[TEXTO MOSTRADO]:
»»

En buena medida mi incursión en el periodismo se la debo a René y a Marco Aurelio Carballo quienes me enseñaron algunos trucos y me advirtieron de los gajes del oficio, además de disfrutar de la amistad de ambos hasta el final de su existencia, relación que se afianzó a partir de mis primeros pasos como periodista.
René había publicado algunos cuentos y ensayos antes de su primera novela Los Juegos en 1967, una semana antes de cumplir los 27 años.
Emmanuel Carballo fue el que aceleró al editor Rafael Giménez Siles para que René escribiera y publicara su primera novela. René escribió un texto satírico de los personajes más emblemáticos de la cultura nacional. Al leerla, los editores la rechazaron. Ante la censura René se aferró a publicarla. Lo hizo con el poco dinero que tenía y con la ayuda de sus amigos. La publicación de la novela resultó un escándalo, desde entonces se convirtió en un personaje incómodo para la mafia de los intelectuales. El rencor de los afectados lo persiguieron hasta el final de sus días, cosa que a él jamás le incomodó, pues a cambio gozó a plenitud de su libertad de creación y su independencia intelectual.
En los últimos años de su vida disfrutó de innumerables homenajes, entre ellos, un doctorado universitario y la medalla Bellas Artes por su prolífica trayectoria.
Muchos de sus amigos nos concentramos en El Buho y en su fundación que lleva su nombre, invariablemente nuestras reuniones acaban en borracheras. Recuerdo, entre muchas, una comida en su cosa con La China Mendoza y el pintor Guillermo Ceniceros, cenas con el escultor Sebastián y el pintor José Luis Cuevas, lo mismo invariables encuentros con los escritores Carlos Montemayor y José Agustín y charlas extraordinarias con mi querido actor Carlos Bracho y Helena Paz Garro, la hija de la espléndida escritora Elena Garro y el poeta Octavio Paz.
Inteligente y astuto, con un espléndido y privilegiado sentido del humor, siempre afable y correcto, seductor por naturaleza, llevaba una sonrisa en los labios que lo distinguían de los demás, murió guapo y elegante sin conocer la “derrota miserable de la vejez”, como decía Paz.
Honesto a carta cabal, jamás permitió dejarse seducir por el poder. Todo pundonor, sin arrogancia, nunca se dejó vencer, criticó a los poderosos y a sus pares sin rencor ni malicia, por el contrario nos deleitaba con su ironía venenosa.
Recorrí con René y muchos otros de sus amigos las más prestigiadas universidades del país dando conferencias lo mismo que bebíamos en los más elegantes salones hasta las más modestas cantinas, bares y cabaretes celebrando momentos esplendorosos con putas maravillosas.

««

[TAREA DEL EJERCICIO 1]: Devuelve sin cambios el tramo del texto sobre René que va desde "Recorrí con René" hasta "con putas maravillosas.".
[TAREA DEL EJERCICIO 2]: En el tramo de los registros que va desde la línea que contiene "If you could indicate the floral pattern" hasta la línea que contiene "point(169, 549)", cambia "bowl" por "cup". Devuelve solo esas líneas y deja todo lo demás igual.
Los registros no guardan ninguna relación con el texto.

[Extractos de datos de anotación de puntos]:

»»

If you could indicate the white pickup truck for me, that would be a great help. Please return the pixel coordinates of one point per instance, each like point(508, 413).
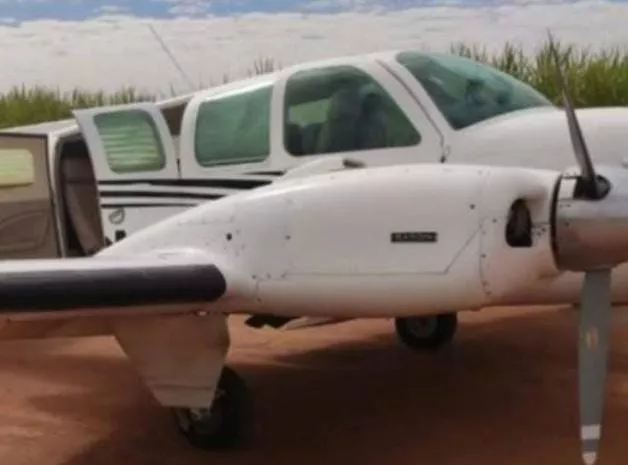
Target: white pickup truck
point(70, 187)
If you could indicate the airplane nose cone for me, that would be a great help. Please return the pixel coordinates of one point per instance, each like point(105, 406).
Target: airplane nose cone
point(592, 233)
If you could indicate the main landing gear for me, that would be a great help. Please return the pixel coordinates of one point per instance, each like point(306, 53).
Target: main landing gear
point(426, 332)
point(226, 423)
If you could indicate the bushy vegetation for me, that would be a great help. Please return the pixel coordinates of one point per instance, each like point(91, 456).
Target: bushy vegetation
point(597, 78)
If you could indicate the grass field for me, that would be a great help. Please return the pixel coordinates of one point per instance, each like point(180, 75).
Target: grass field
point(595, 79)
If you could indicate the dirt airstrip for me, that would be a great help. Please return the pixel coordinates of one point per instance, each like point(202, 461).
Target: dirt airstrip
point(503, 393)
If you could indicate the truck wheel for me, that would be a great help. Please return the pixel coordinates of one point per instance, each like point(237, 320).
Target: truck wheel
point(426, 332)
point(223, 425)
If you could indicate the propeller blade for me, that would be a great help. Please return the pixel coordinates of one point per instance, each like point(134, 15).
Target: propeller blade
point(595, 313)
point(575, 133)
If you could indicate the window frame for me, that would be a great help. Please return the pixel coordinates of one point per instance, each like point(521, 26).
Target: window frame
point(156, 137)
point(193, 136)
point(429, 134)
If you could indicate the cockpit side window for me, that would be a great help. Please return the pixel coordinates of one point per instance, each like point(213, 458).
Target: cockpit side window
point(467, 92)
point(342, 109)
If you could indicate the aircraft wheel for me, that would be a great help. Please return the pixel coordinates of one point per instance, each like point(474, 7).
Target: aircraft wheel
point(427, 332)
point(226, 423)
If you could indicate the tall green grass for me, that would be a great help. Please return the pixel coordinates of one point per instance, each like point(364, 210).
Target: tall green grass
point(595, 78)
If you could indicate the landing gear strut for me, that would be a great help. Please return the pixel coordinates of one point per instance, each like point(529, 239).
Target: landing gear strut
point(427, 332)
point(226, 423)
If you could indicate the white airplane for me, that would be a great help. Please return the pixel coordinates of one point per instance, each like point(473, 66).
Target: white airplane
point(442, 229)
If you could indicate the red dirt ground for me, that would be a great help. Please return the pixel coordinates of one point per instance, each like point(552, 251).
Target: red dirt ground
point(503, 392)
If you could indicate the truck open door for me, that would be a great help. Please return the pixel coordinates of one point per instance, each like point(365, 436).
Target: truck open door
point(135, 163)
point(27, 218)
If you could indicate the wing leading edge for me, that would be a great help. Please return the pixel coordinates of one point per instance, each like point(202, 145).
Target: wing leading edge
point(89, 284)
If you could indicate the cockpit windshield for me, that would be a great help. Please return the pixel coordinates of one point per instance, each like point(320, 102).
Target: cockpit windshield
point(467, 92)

««
»»

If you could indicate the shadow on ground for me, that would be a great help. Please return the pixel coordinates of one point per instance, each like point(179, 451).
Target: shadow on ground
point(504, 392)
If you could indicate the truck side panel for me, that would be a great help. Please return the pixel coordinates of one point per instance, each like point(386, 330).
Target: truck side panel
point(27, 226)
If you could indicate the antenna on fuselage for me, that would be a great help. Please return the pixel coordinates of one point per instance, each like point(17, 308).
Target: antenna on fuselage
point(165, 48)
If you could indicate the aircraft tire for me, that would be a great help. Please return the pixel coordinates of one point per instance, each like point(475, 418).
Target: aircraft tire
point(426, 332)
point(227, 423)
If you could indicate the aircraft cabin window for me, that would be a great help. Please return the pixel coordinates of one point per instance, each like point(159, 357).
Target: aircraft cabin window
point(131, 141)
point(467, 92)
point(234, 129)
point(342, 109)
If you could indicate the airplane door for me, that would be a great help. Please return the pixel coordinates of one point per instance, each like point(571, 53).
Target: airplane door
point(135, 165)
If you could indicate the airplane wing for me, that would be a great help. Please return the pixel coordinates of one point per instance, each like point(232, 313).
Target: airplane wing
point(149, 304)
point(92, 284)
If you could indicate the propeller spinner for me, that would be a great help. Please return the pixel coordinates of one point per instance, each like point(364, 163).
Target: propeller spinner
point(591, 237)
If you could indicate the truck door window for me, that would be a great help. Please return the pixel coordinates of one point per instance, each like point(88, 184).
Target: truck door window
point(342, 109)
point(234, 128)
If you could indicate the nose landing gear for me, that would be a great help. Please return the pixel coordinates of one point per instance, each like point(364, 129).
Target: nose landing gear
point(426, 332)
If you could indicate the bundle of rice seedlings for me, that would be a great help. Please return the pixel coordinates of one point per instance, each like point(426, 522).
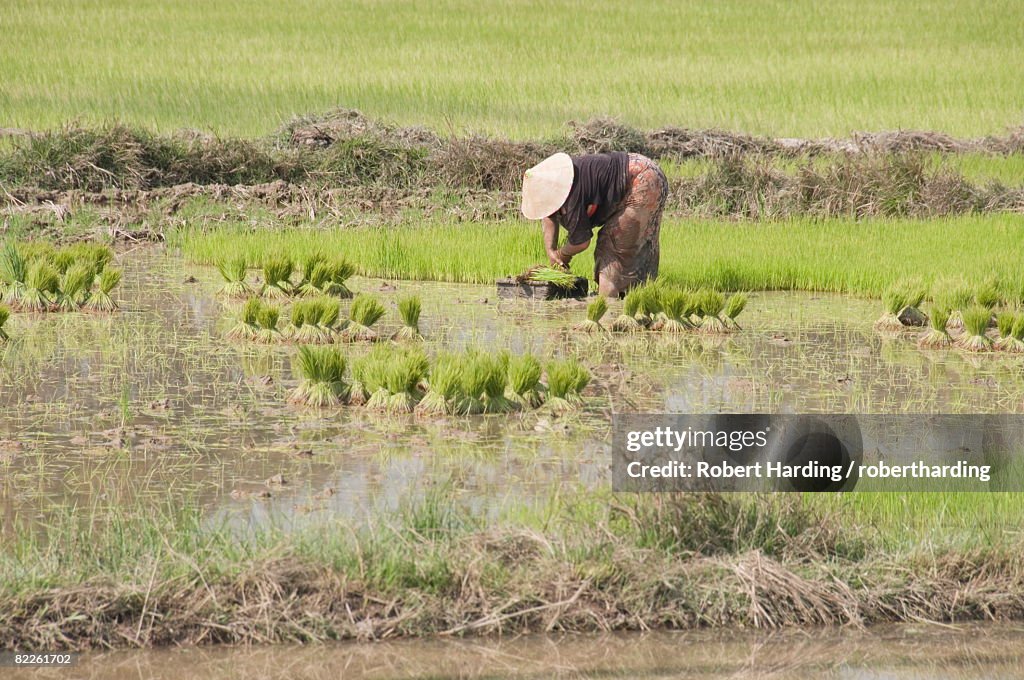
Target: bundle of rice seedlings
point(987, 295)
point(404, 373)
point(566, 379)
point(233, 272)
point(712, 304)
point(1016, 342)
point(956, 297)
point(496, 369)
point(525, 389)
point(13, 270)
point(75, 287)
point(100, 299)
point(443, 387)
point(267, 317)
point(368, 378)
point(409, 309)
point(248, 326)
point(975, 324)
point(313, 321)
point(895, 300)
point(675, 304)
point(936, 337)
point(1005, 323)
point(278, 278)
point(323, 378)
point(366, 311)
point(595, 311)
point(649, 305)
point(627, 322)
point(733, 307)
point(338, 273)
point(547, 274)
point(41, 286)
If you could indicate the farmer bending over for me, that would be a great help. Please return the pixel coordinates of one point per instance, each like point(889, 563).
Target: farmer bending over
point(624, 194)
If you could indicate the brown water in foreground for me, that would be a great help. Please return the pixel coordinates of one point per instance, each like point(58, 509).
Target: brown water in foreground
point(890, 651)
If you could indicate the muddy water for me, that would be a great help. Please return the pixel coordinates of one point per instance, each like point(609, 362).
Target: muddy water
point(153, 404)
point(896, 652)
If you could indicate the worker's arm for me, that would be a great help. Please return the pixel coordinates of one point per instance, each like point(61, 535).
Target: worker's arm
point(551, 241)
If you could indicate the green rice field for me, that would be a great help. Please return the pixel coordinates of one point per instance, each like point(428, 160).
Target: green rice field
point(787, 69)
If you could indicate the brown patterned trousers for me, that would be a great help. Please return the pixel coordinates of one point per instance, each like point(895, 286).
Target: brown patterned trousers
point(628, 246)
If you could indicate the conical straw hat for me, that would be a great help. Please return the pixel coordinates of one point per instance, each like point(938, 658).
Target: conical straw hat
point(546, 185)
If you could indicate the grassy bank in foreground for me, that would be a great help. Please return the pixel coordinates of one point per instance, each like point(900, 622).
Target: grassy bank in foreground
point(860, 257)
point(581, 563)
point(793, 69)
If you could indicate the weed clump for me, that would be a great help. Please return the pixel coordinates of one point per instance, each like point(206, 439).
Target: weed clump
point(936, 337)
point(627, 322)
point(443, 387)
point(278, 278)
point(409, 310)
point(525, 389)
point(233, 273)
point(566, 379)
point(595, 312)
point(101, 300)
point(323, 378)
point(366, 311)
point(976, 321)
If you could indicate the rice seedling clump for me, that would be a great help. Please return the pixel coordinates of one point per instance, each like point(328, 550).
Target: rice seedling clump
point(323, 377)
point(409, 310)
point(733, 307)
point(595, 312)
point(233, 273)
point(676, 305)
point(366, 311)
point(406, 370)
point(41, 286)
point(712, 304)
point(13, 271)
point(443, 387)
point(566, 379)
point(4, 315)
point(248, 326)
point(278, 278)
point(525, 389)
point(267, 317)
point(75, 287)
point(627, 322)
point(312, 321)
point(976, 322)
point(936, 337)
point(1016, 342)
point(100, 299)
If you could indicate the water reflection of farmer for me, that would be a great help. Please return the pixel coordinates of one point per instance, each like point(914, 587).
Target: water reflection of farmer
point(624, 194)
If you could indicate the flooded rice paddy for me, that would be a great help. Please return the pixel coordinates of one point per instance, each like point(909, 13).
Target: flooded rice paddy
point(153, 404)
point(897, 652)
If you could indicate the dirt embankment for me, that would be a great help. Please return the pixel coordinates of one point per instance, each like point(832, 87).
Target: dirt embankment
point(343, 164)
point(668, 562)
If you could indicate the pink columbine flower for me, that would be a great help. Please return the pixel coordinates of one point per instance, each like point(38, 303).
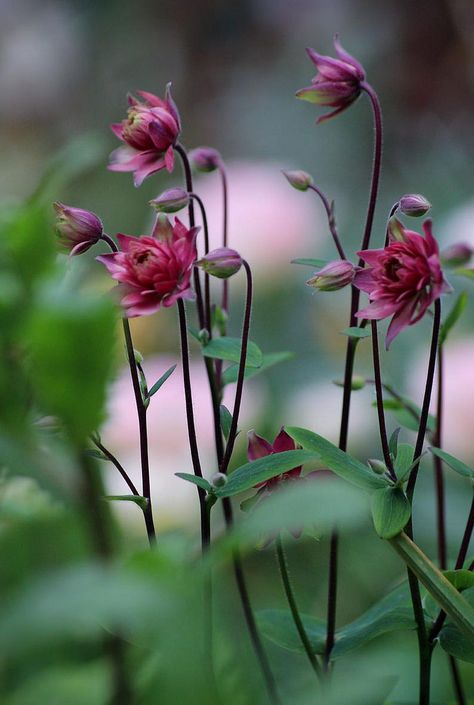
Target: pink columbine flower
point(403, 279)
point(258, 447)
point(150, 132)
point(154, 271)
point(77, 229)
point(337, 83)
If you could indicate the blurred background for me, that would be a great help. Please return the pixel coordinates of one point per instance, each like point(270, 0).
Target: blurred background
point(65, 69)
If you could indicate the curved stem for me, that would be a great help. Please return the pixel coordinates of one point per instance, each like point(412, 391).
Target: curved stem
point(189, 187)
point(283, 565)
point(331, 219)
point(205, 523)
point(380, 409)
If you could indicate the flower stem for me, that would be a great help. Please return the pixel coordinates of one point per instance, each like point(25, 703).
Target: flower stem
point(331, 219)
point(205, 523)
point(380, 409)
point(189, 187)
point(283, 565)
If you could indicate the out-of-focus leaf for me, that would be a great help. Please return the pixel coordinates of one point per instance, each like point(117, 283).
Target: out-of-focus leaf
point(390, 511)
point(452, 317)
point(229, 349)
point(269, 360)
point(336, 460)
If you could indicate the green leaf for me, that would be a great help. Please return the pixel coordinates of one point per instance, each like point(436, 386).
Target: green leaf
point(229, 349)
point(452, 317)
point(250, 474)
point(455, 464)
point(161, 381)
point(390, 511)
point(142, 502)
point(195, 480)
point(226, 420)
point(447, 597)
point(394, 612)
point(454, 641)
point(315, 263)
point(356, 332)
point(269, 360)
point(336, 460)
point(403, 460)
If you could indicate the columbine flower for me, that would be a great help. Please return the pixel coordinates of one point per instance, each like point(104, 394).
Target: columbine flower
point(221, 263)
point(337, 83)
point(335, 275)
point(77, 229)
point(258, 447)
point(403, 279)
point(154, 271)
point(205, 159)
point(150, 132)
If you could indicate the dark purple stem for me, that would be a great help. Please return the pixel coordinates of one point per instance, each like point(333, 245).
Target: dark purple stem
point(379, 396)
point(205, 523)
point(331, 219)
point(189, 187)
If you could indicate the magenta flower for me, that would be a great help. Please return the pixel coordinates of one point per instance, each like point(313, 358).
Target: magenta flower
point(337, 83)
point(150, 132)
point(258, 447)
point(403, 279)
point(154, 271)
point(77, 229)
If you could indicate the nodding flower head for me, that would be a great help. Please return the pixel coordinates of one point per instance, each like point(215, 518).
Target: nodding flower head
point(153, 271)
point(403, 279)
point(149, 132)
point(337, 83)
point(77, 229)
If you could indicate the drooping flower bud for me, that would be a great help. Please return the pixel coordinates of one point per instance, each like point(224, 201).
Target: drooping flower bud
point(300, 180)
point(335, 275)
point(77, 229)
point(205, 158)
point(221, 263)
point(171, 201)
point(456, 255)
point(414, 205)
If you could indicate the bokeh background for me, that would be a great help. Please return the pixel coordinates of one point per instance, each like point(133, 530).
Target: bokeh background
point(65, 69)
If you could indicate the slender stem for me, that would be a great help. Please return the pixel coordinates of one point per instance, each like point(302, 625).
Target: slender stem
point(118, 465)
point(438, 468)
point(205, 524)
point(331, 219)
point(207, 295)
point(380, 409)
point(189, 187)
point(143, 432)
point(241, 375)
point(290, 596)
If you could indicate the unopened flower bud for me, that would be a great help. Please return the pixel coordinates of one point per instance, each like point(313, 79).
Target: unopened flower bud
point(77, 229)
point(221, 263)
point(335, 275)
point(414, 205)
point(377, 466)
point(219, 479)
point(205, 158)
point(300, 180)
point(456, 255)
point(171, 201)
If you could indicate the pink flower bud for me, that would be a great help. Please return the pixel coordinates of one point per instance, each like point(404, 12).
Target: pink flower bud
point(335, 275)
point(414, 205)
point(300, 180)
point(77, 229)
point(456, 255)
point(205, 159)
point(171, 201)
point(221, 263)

««
»»

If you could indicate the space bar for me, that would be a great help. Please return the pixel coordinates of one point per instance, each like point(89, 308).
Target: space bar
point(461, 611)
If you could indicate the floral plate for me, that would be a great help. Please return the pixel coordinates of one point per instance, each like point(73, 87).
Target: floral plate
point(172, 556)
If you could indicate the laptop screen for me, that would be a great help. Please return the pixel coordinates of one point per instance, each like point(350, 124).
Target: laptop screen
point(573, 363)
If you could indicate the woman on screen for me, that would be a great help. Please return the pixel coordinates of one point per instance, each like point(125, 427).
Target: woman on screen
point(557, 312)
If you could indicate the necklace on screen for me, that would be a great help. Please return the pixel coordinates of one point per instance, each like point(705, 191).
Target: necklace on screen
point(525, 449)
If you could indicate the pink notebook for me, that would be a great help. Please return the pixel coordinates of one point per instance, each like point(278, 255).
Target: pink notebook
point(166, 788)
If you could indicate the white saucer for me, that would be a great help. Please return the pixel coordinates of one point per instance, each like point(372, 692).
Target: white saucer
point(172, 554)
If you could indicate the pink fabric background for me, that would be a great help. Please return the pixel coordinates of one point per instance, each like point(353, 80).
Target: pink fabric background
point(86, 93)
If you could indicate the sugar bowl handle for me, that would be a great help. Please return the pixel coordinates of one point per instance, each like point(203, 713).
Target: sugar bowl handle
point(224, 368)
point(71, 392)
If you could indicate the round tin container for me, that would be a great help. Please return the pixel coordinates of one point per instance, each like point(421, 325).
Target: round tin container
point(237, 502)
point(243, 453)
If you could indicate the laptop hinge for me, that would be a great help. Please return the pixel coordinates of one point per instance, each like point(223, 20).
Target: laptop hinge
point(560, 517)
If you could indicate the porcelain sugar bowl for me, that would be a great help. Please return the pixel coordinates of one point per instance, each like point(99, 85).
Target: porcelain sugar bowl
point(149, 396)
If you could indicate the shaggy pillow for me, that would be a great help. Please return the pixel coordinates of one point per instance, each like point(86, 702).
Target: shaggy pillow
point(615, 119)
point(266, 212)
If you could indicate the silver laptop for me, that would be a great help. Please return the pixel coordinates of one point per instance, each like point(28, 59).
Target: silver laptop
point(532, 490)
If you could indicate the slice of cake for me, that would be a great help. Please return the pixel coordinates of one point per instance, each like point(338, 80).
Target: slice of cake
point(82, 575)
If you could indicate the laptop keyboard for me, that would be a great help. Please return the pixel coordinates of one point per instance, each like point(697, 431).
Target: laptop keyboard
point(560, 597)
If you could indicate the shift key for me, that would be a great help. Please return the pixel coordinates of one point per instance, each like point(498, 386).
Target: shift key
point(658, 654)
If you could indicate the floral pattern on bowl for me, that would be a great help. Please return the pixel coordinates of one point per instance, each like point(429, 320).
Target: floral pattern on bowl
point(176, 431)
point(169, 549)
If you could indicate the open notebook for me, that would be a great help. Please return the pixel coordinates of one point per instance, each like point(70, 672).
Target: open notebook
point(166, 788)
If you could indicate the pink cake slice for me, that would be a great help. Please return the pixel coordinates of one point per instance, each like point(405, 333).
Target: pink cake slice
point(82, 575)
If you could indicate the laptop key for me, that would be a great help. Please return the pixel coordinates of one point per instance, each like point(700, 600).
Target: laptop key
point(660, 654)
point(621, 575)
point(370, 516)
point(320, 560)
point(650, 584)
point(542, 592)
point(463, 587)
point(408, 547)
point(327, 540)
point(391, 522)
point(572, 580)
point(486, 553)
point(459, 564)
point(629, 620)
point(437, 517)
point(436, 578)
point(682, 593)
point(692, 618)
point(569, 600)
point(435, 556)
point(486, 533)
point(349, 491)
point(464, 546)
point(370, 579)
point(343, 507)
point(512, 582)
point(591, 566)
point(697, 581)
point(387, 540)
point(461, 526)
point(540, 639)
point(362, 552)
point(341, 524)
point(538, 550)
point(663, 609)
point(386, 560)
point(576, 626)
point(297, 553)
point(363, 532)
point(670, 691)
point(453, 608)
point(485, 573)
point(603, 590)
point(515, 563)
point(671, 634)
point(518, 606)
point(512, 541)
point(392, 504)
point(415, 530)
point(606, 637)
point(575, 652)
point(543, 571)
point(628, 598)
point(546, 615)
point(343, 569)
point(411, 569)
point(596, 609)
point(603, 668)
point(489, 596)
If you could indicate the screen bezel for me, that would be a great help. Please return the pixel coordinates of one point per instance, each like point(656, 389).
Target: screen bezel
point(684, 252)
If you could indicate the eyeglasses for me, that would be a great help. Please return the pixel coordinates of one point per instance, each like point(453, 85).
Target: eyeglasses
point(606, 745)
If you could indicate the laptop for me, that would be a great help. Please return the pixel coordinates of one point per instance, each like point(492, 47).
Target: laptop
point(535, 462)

««

[RESPUESTA CORRECTA 1]:
Recorrí con René y muchos otros de sus amigos las más prestigiadas universidades del país dando conferencias lo mismo que bebíamos en los más elegantes salones hasta las más modestas cantinas, bares y cabaretes celebrando momentos esplendorosos con putas maravillosas.

[RESPUESTA CORRECTA 2]:
If you could indicate the floral pattern on cup for me, that would be a great help. Please return the pixel coordinates of one point per instance, each like point(429, 320).
Target: floral pattern on cup
point(176, 431)
point(169, 549)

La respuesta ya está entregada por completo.